__Required work__: Quote the data below in full, minus the images.

* begin Dataset entries *

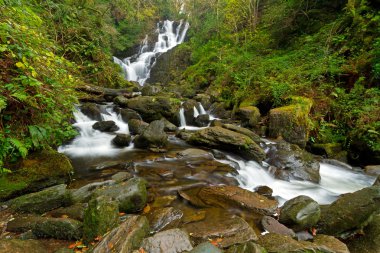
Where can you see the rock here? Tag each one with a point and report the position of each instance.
(217, 137)
(150, 90)
(164, 218)
(121, 140)
(92, 111)
(137, 126)
(333, 244)
(75, 211)
(121, 101)
(232, 229)
(291, 121)
(84, 193)
(350, 213)
(264, 190)
(289, 161)
(218, 110)
(244, 131)
(121, 176)
(101, 216)
(42, 201)
(369, 241)
(128, 114)
(126, 237)
(36, 172)
(153, 137)
(194, 152)
(105, 126)
(169, 241)
(168, 126)
(206, 247)
(300, 213)
(154, 108)
(271, 225)
(22, 246)
(249, 247)
(276, 243)
(372, 169)
(58, 228)
(130, 195)
(202, 120)
(249, 116)
(230, 197)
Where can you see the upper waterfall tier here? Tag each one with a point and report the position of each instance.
(137, 67)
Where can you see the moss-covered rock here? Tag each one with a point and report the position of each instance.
(350, 213)
(291, 121)
(58, 228)
(42, 201)
(300, 213)
(126, 237)
(218, 137)
(101, 216)
(38, 171)
(130, 195)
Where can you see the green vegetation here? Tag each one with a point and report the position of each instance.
(261, 52)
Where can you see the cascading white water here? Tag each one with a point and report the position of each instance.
(91, 142)
(334, 181)
(138, 68)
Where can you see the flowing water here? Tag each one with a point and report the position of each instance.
(93, 149)
(169, 34)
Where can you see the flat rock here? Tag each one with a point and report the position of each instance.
(126, 237)
(231, 229)
(169, 241)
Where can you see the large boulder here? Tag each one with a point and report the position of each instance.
(225, 196)
(42, 201)
(169, 241)
(289, 161)
(106, 126)
(131, 195)
(154, 108)
(22, 246)
(126, 237)
(350, 213)
(92, 111)
(101, 216)
(58, 228)
(137, 126)
(38, 171)
(249, 116)
(232, 229)
(291, 121)
(218, 137)
(153, 137)
(369, 241)
(300, 213)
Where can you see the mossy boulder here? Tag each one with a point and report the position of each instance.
(291, 122)
(300, 213)
(126, 237)
(153, 137)
(218, 137)
(154, 108)
(58, 228)
(101, 216)
(130, 195)
(38, 171)
(249, 116)
(350, 213)
(42, 201)
(369, 241)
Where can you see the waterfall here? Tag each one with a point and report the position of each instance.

* end Dataset entries *

__Task output__:
Where can you see the rock here? Tag each one with a point and report the position of each instance.
(217, 137)
(150, 90)
(164, 218)
(121, 140)
(92, 111)
(137, 126)
(333, 244)
(75, 211)
(121, 101)
(232, 229)
(291, 121)
(84, 193)
(350, 213)
(264, 190)
(289, 161)
(218, 110)
(244, 131)
(121, 176)
(101, 216)
(42, 201)
(369, 241)
(128, 114)
(126, 237)
(36, 172)
(153, 137)
(194, 152)
(105, 126)
(169, 241)
(168, 126)
(206, 247)
(300, 213)
(154, 108)
(271, 225)
(22, 246)
(249, 247)
(276, 243)
(372, 169)
(58, 228)
(130, 195)
(202, 120)
(249, 116)
(230, 197)
Where can you see the upper waterfall tier here? Tag each one with a point and report the position of each instance.
(137, 67)
Where can you see the moss-covered rock here? Tag each one with a point and report the position of each instance.
(350, 213)
(291, 121)
(58, 228)
(42, 201)
(300, 213)
(126, 237)
(218, 137)
(101, 216)
(38, 171)
(130, 195)
Where can you see the green vegetation here? Tag each one with a point and report the position of each instance.
(261, 52)
Where can you see the cascading white water here? Tag each one with a point and report the position of each instance.
(91, 142)
(334, 181)
(138, 68)
Where can you see the flowing water here? Tag each one with a point and report the position of each instance.
(93, 149)
(169, 34)
Where can you see the flat rock here? Tag each one with a point and report the position of each instance.
(126, 237)
(231, 229)
(169, 241)
Where can you see the large boulder here? Tag each one with a point and report the position of each instance.
(225, 196)
(42, 201)
(169, 241)
(289, 161)
(106, 126)
(131, 195)
(154, 108)
(22, 246)
(126, 237)
(350, 213)
(92, 111)
(101, 216)
(58, 228)
(137, 126)
(38, 171)
(249, 116)
(232, 229)
(291, 121)
(218, 137)
(153, 137)
(369, 241)
(300, 213)
Where can you see the mossy boulder here? Tag each one with a point and report the position of each instance.
(291, 122)
(300, 213)
(126, 237)
(153, 137)
(218, 137)
(154, 108)
(58, 228)
(101, 216)
(130, 195)
(38, 171)
(249, 116)
(350, 213)
(42, 201)
(369, 241)
Where can you see the waterfall here? Tag each one with a point and report the position of each instance.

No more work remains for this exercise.